§ PROBLEM TO SOLVE:
Which lines in the items below contain the word "herd"? Pick out each of those lines and copy it in full.

§ RECORD EXTRACTS:

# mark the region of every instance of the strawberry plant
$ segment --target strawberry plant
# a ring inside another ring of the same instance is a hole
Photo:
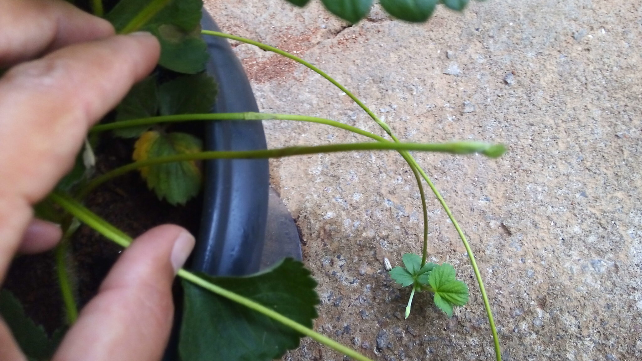
[[[289,0],[299,6],[307,0]],[[435,193],[462,238],[470,257],[486,307],[498,360],[500,360],[497,331],[488,297],[470,245],[443,198],[426,173],[410,154],[411,151],[440,152],[456,154],[480,154],[490,157],[503,154],[501,145],[462,141],[447,143],[403,143],[390,128],[347,89],[314,65],[275,48],[235,35],[202,31],[199,26],[200,0],[92,0],[78,1],[96,15],[103,16],[120,33],[148,31],[159,39],[162,53],[159,67],[146,79],[134,86],[126,97],[101,124],[91,130],[85,148],[78,155],[74,168],[56,189],[37,207],[39,215],[62,224],[65,236],[56,251],[56,265],[63,294],[67,325],[76,317],[77,305],[69,281],[66,247],[80,223],[83,223],[107,239],[126,247],[132,238],[83,205],[92,190],[128,172],[138,171],[148,187],[159,199],[171,204],[184,204],[199,191],[202,175],[199,162],[215,159],[253,159],[293,156],[320,152],[353,150],[395,150],[408,162],[417,182],[424,216],[421,256],[403,256],[404,267],[390,271],[402,286],[412,288],[406,317],[415,293],[429,292],[435,304],[449,316],[453,307],[468,301],[469,289],[457,280],[455,269],[448,263],[426,262],[428,212],[424,182]],[[342,18],[356,22],[367,13],[372,0],[322,0],[325,7]],[[381,0],[386,11],[403,20],[426,20],[438,3],[460,10],[467,0]],[[336,121],[300,115],[257,112],[209,114],[216,98],[214,80],[203,72],[207,53],[204,36],[234,39],[273,51],[300,63],[338,87],[358,104],[386,133],[387,137],[359,129]],[[195,121],[271,119],[308,121],[324,124],[363,136],[374,142],[295,146],[261,150],[202,150],[202,141],[187,132],[177,131],[176,125]],[[95,175],[92,146],[105,132],[117,137],[136,139],[131,150],[134,162]],[[216,277],[181,269],[184,308],[178,350],[184,361],[201,360],[272,360],[295,348],[307,336],[356,360],[366,357],[312,330],[319,303],[316,282],[303,263],[285,259],[270,269],[245,277]],[[31,360],[46,360],[55,348],[61,333],[48,337],[42,328],[24,314],[19,303],[6,291],[0,292],[0,310],[16,339]],[[61,330],[64,330],[63,328]],[[241,339],[242,335],[242,339]]]

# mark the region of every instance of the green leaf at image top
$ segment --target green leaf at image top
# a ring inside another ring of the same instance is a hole
[[[204,73],[184,75],[157,84],[155,75],[135,84],[116,107],[116,121],[160,115],[209,113],[216,98],[216,83]],[[150,125],[121,128],[116,136],[139,137]]]
[[[202,7],[202,0],[121,0],[105,18],[119,32],[130,28],[151,32],[160,42],[160,66],[195,74],[205,69],[209,57],[200,37]]]
[[[288,3],[291,3],[297,6],[305,6],[310,0],[288,0]]]
[[[198,138],[186,133],[146,132],[134,145],[134,160],[173,155],[201,151]],[[166,199],[172,205],[185,204],[198,194],[202,174],[196,161],[164,163],[144,167],[141,175],[147,181],[159,199]]]
[[[318,317],[317,282],[291,258],[247,277],[203,276],[306,327]],[[190,282],[182,285],[182,361],[268,361],[299,346],[302,335],[291,328]]]
[[[460,12],[468,4],[468,0],[441,0],[447,8]]]
[[[42,326],[27,316],[20,301],[6,290],[0,290],[0,315],[30,361],[44,361],[51,357],[56,344],[49,340]]]
[[[429,283],[435,294],[435,304],[449,317],[453,315],[454,306],[464,306],[468,302],[468,286],[456,279],[455,269],[449,263],[435,265]]]
[[[381,6],[395,17],[421,22],[428,20],[438,0],[379,0]]]
[[[328,11],[352,24],[363,19],[372,6],[372,0],[321,0],[321,1]]]

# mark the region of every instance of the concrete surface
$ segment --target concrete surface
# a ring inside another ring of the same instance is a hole
[[[412,141],[505,143],[481,156],[417,154],[473,244],[505,360],[642,357],[642,5],[631,0],[490,0],[426,24],[375,8],[346,27],[317,1],[206,1],[224,31],[325,70]],[[383,134],[302,66],[234,44],[265,112],[326,117]],[[360,140],[327,127],[266,122],[271,146]],[[409,168],[392,152],[272,162],[301,228],[323,304],[315,327],[379,360],[491,360],[492,339],[465,251],[429,199],[430,256],[472,290],[452,319],[394,285],[421,250]],[[341,360],[309,340],[288,360]]]

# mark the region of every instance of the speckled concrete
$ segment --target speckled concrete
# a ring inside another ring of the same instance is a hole
[[[375,9],[345,27],[315,1],[209,1],[224,31],[295,52],[352,89],[412,141],[503,142],[481,156],[417,154],[469,236],[505,360],[642,357],[642,6],[630,0],[489,0],[422,25]],[[265,112],[322,116],[382,134],[302,66],[235,44]],[[317,125],[266,122],[272,146],[361,140]],[[420,251],[421,210],[392,152],[272,162],[323,301],[316,328],[380,360],[490,360],[465,251],[430,197],[430,256],[472,290],[452,319],[383,269]],[[307,340],[291,360],[341,360]]]

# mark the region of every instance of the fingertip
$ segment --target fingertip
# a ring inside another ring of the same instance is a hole
[[[33,218],[20,243],[18,252],[26,254],[39,253],[53,248],[62,237],[58,224]]]
[[[139,46],[144,51],[145,56],[152,60],[154,66],[156,66],[160,57],[160,42],[155,36],[148,31],[136,31],[124,36],[138,43]],[[151,71],[150,69],[149,71],[143,73],[146,75]]]

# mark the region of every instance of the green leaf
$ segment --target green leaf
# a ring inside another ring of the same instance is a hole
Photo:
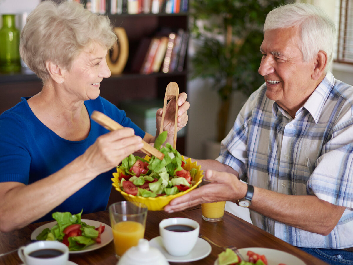
[[[138,196],[142,196],[142,197],[152,197],[154,198],[157,197],[157,194],[152,192],[151,192],[145,189],[140,189],[138,188],[138,191],[137,192]]]
[[[70,251],[81,250],[96,243],[96,241],[93,239],[83,236],[71,236],[68,238],[68,240],[69,242],[68,249]]]
[[[170,179],[170,181],[173,183],[173,186],[182,184],[184,186],[186,186],[189,188],[190,188],[191,187],[191,184],[187,182],[187,181],[186,180],[185,178],[183,178],[182,177],[179,177],[177,178],[172,178]]]
[[[160,134],[155,141],[154,145],[154,148],[159,150],[161,148],[161,146],[166,141],[167,136],[168,132],[167,131],[164,131],[161,134]]]
[[[46,228],[43,230],[37,236],[36,239],[37,240],[45,240],[48,237],[48,235],[50,232],[50,229],[49,228]]]
[[[83,227],[81,230],[84,236],[92,238],[96,238],[98,236],[98,231],[94,228]]]

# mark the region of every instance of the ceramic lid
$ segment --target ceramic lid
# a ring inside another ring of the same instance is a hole
[[[136,247],[130,248],[124,253],[117,265],[169,265],[161,252],[156,248],[150,246],[147,239],[138,241]]]

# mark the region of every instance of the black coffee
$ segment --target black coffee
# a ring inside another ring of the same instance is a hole
[[[189,232],[195,230],[195,228],[185,224],[172,224],[164,228],[164,229],[173,232]]]
[[[49,258],[55,258],[64,254],[64,252],[59,249],[53,248],[45,248],[43,249],[38,249],[31,252],[28,255],[31,257],[41,258],[42,259],[47,259]]]

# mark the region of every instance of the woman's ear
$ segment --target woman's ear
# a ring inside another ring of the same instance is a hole
[[[50,77],[55,82],[59,84],[64,82],[62,69],[59,65],[49,61],[46,62],[45,65]]]
[[[314,63],[314,70],[311,74],[311,78],[317,80],[325,73],[327,64],[327,54],[323,51],[319,51],[317,53]]]

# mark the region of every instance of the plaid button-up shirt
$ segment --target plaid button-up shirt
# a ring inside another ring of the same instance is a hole
[[[298,247],[353,246],[353,87],[328,73],[294,119],[266,90],[264,84],[248,99],[217,160],[253,186],[347,207],[326,236],[251,210],[254,224]]]

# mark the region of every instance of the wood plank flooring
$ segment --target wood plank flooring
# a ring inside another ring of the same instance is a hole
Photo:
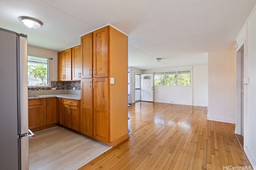
[[[111,147],[58,126],[34,132],[29,169],[77,170]]]
[[[251,166],[236,139],[235,125],[207,120],[207,111],[202,107],[132,104],[129,138],[80,170],[223,170],[223,166]]]

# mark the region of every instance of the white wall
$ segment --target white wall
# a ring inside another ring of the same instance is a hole
[[[248,20],[247,25],[247,43],[246,43],[247,45],[244,49],[246,51],[244,76],[249,77],[249,84],[244,86],[244,100],[245,102],[247,100],[247,105],[244,106],[244,150],[252,165],[256,166],[256,12],[255,11]]]
[[[193,106],[208,107],[208,65],[195,66],[193,70]]]
[[[57,51],[28,45],[28,54],[53,59],[52,60],[50,60],[50,80],[51,81],[58,81]]]
[[[236,121],[236,49],[208,53],[208,120]]]
[[[191,71],[191,86],[154,86],[154,102],[207,107],[208,77],[207,65],[149,69],[142,70],[142,73],[187,70]]]

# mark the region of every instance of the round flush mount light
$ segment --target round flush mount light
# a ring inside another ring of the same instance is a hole
[[[162,59],[161,58],[155,59],[155,61],[156,61],[157,62],[159,62],[159,61],[161,61],[161,60],[162,60]]]
[[[32,17],[22,16],[20,17],[20,20],[26,26],[32,29],[37,29],[43,25],[41,21]]]

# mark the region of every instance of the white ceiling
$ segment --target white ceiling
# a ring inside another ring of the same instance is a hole
[[[1,0],[0,27],[29,45],[60,51],[110,24],[128,35],[128,65],[141,69],[207,64],[207,52],[234,47],[255,0]],[[26,27],[20,16],[43,23]],[[159,63],[154,59],[161,58]]]

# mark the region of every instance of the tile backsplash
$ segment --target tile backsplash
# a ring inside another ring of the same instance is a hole
[[[52,90],[56,88],[56,90]],[[75,90],[73,90],[74,88]],[[28,88],[28,96],[54,94],[81,94],[81,81],[51,81],[51,87]]]

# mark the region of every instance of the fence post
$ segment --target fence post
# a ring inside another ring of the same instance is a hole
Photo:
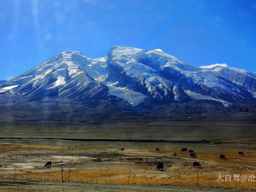
[[[63,181],[63,169],[62,169],[62,166],[61,166],[61,178],[62,180],[62,183],[64,183],[64,181]]]
[[[14,174],[13,174],[13,180],[15,181],[15,172],[16,171],[16,167],[17,165],[15,165],[15,170],[14,170]]]
[[[131,170],[129,173],[129,176],[128,176],[128,181],[127,181],[127,184],[129,184],[129,180],[130,179],[130,175],[131,175]]]

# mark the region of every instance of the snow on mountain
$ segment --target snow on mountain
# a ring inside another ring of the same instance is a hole
[[[206,68],[206,67],[202,67]],[[241,85],[249,91],[256,92],[256,74],[245,69],[229,67],[226,64],[216,64],[208,66],[207,68],[221,75],[229,80]]]
[[[199,67],[159,49],[112,47],[90,58],[63,52],[0,84],[0,101],[107,99],[142,102],[209,101],[227,106],[256,102],[256,74],[217,64]]]

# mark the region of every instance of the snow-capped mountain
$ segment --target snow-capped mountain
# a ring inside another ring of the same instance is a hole
[[[160,49],[113,46],[104,57],[62,52],[0,84],[0,101],[119,98],[128,105],[256,103],[256,73],[215,64],[201,67]]]

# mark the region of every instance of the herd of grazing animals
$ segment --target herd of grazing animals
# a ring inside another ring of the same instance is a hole
[[[121,148],[121,151],[124,151],[124,148]],[[156,150],[158,152],[160,152],[159,148],[156,148]],[[186,148],[182,148],[181,149],[181,152],[187,152],[188,149]],[[190,158],[195,158],[196,157],[196,155],[195,154],[193,150],[192,149],[189,150],[188,151],[189,155]],[[174,156],[176,157],[177,156],[177,153],[174,153]],[[241,155],[241,156],[245,156],[245,154],[243,153],[243,152],[242,151],[238,151],[237,152],[237,155]],[[225,157],[224,155],[220,155],[219,158],[222,160],[226,160],[226,157]],[[140,161],[144,161],[143,159],[141,158],[139,158],[139,160]],[[47,166],[48,168],[51,168],[52,167],[52,162],[51,161],[47,161],[46,163],[44,165],[44,167],[46,167]],[[194,162],[193,163],[193,167],[196,167],[199,168],[200,167],[202,167],[201,164],[199,162]],[[156,166],[156,170],[159,170],[159,171],[162,171],[163,168],[163,164],[162,163],[159,163],[157,164]],[[161,169],[161,170],[160,170]]]

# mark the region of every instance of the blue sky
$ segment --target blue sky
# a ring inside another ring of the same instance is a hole
[[[0,1],[0,80],[63,51],[160,48],[198,66],[256,71],[256,1]]]

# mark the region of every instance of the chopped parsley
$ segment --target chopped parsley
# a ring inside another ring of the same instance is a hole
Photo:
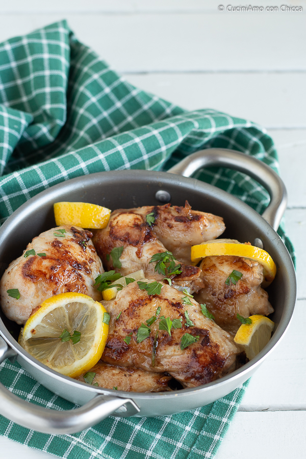
[[[225,284],[226,285],[230,285],[232,282],[234,285],[236,285],[239,279],[242,277],[242,273],[239,271],[236,271],[235,269],[232,271],[226,280]]]
[[[151,226],[154,223],[155,223],[155,217],[154,216],[154,212],[151,212],[148,214],[145,217],[145,221],[147,223],[149,226]]]
[[[206,317],[208,317],[209,319],[211,319],[212,320],[215,320],[215,318],[212,313],[209,312],[205,303],[204,303],[204,304],[200,304],[200,306],[201,307],[201,311],[202,311],[203,316],[205,316]]]
[[[241,316],[240,314],[237,314],[237,319],[238,319],[240,321],[241,323],[243,323],[244,324],[247,323],[249,325],[250,325],[252,323],[252,319],[250,319],[249,317],[245,318],[242,316]]]
[[[122,266],[121,262],[119,259],[122,254],[124,246],[115,247],[113,248],[110,253],[110,255],[113,260],[113,266],[114,268],[121,268]]]
[[[147,338],[149,336],[150,333],[151,329],[145,325],[144,323],[142,323],[137,332],[137,343],[141,343]]]
[[[71,340],[72,342],[72,344],[76,344],[77,343],[79,343],[81,341],[81,332],[77,332],[76,330],[74,330],[73,334],[70,336],[69,332],[65,328],[60,335],[60,338],[62,341],[62,343],[66,343]]]
[[[35,255],[35,251],[34,249],[31,249],[30,250],[27,250],[25,252],[23,257],[24,258],[27,258],[27,257],[29,257],[30,255]]]
[[[9,289],[8,290],[7,290],[7,293],[9,296],[15,298],[16,299],[19,299],[20,297],[20,294],[18,289]]]
[[[185,311],[185,316],[186,319],[186,326],[187,327],[194,327],[194,324],[192,322],[192,320],[190,320],[189,319],[189,316],[188,316],[188,312],[187,311]]]
[[[122,277],[120,272],[115,272],[114,270],[108,271],[99,274],[97,277],[95,278],[94,285],[97,286],[97,290],[99,292],[103,292],[103,290],[110,288],[110,284],[115,280],[117,280],[120,277]],[[112,287],[118,287],[118,284],[115,284],[115,286],[112,286]],[[119,285],[119,287],[122,289],[122,286]]]
[[[162,252],[161,253],[155,253],[151,258],[149,263],[152,263],[156,262],[154,270],[157,271],[159,274],[163,274],[164,276],[168,276],[168,277],[170,277],[171,276],[175,276],[176,274],[180,274],[182,272],[182,270],[181,269],[181,264],[178,263],[178,265],[175,265],[176,260],[176,259],[172,252],[167,250],[165,252]],[[166,272],[166,271],[167,272]]]
[[[87,384],[92,384],[92,381],[94,379],[95,375],[95,373],[94,373],[93,371],[87,371],[83,376],[85,382],[87,382]],[[95,383],[94,385],[95,386],[96,384],[97,384],[97,383]]]
[[[129,333],[129,335],[126,335],[125,338],[123,338],[123,341],[124,343],[126,343],[126,344],[130,344],[131,343],[131,340],[132,339],[132,335],[133,335],[133,332],[131,332],[131,333]]]
[[[181,341],[181,349],[182,350],[185,349],[188,346],[192,344],[193,343],[198,341],[200,337],[198,335],[196,336],[193,336],[189,333],[185,333],[183,335]]]
[[[109,313],[103,313],[103,323],[108,325],[111,319],[111,315]]]
[[[172,326],[172,321],[170,317],[164,317],[163,316],[161,317],[160,320],[159,329],[165,330],[169,334],[169,336],[171,336],[171,329]]]
[[[142,280],[138,280],[137,284],[141,290],[146,290],[148,295],[159,295],[162,287],[160,282],[158,282],[157,280],[151,282],[150,284],[143,282]]]

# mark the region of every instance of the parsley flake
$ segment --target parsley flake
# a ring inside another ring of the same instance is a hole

§ CORRECT OUTPUT:
# mark the region of every instance of the herd of grazing animals
$ segment --target herd of grazing animals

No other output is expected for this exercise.